Problem description: Rewrite the lines below, changing each "Found at" to "Located at" and keeping everything else the same.

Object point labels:
──────────────────────────────

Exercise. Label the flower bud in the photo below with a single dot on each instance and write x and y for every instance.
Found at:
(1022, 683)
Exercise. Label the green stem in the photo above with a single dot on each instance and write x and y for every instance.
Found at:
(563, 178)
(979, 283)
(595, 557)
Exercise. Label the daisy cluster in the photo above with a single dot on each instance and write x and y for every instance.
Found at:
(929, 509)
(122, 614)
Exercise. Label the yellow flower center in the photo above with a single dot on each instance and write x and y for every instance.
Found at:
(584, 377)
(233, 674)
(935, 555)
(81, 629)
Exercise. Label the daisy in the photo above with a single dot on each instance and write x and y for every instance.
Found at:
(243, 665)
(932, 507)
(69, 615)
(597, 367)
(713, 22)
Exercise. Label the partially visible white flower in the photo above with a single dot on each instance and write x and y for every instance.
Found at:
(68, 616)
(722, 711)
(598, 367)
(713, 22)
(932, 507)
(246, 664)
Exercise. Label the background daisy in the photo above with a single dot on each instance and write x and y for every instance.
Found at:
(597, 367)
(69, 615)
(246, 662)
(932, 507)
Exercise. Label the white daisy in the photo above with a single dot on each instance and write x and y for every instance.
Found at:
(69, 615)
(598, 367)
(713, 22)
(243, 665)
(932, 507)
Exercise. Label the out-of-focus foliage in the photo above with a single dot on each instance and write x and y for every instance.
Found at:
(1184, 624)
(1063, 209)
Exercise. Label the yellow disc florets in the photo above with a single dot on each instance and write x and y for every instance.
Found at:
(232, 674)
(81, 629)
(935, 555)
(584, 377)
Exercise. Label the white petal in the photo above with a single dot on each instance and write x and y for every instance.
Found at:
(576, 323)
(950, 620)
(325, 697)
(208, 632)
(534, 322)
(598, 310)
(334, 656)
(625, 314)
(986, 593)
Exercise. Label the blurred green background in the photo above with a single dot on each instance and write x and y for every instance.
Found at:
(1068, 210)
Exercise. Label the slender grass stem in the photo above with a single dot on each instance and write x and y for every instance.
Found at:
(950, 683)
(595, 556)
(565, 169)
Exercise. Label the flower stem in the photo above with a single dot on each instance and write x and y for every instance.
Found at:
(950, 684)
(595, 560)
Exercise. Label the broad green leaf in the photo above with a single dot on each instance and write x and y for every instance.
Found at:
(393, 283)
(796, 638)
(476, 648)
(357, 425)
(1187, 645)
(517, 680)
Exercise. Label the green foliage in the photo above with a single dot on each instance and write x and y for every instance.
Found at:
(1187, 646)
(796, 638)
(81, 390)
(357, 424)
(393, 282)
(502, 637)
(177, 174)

──────────────────────────────

Solution:
Exercise. Label the flower bud in the photo below with a single dot on each instance and write x and y for every instance.
Located at:
(1022, 683)
Exercise. Label the green stem in the photo above with a single dot on each instance and write x and y for every instance.
Located at:
(563, 178)
(979, 283)
(595, 557)
Exercise. Label the daisy cluster in the photo above with a single dot on each instance and write x and y for every instance.
Located at:
(929, 509)
(122, 614)
Exercise. Label the yellow flower center in the photo above with a single dot on each instance and write x and y for every instance.
Located at:
(584, 377)
(233, 674)
(935, 555)
(81, 629)
Exercise. Label the daisy in the photo above with a single dot on each instance and write x and y for every instance.
Located at:
(243, 665)
(932, 507)
(69, 615)
(597, 367)
(713, 22)
Exercise. Label the partially visible white flower in the photo above with a single dot on each instance and write x and y for every instance.
Located at:
(68, 616)
(722, 711)
(598, 367)
(713, 22)
(932, 507)
(246, 664)
Exercise. Label the background daisy in the photo above with a single dot on each instance and write x and y for every instance.
Located at:
(597, 367)
(69, 615)
(246, 662)
(932, 507)
Exercise. Label the white daisy in the photo above with a single dot on each instance and write x and y for every instance.
Located at:
(69, 615)
(598, 367)
(713, 22)
(243, 665)
(932, 507)
Exercise. Label the out-of-focus foliage in the photo above with a single dot on each instance and write x and y for every instance.
Located at:
(1184, 624)
(1063, 209)
Exercise. Label the yellow disc florets in the photo above with a single dot on each instance and write x and y for every instance.
Located at:
(232, 674)
(81, 629)
(935, 555)
(584, 377)
Exercise. Label the white petal in the photo above with a single dot on each instance and write x and y for every instance.
Located at:
(576, 323)
(950, 620)
(325, 697)
(208, 632)
(534, 322)
(598, 310)
(334, 656)
(625, 314)
(986, 593)
Exercise. Label the blurred green background in the photo above with a single dot on each instance and write x and y for every instance.
Located at:
(1068, 210)
Exercise. Label the slender grass stem in the photo above with a single dot on each instance and write x and y for every instance.
Located at:
(950, 683)
(595, 556)
(565, 169)
Exercise. Label the flower stem in the photo above with a single dot on each instance and write x and y for every instance.
Located at:
(950, 684)
(595, 560)
Exercise. Label the broad green leaf in the photo above with a single dot on each instance and write x and y for every instance.
Located at:
(393, 283)
(796, 638)
(476, 648)
(357, 425)
(1187, 645)
(517, 680)
Exercise. Label the green foliage in the photo above with a single dot on each instance and write x and y for every instance.
Located at:
(1187, 646)
(796, 638)
(81, 390)
(357, 424)
(393, 282)
(502, 637)
(177, 174)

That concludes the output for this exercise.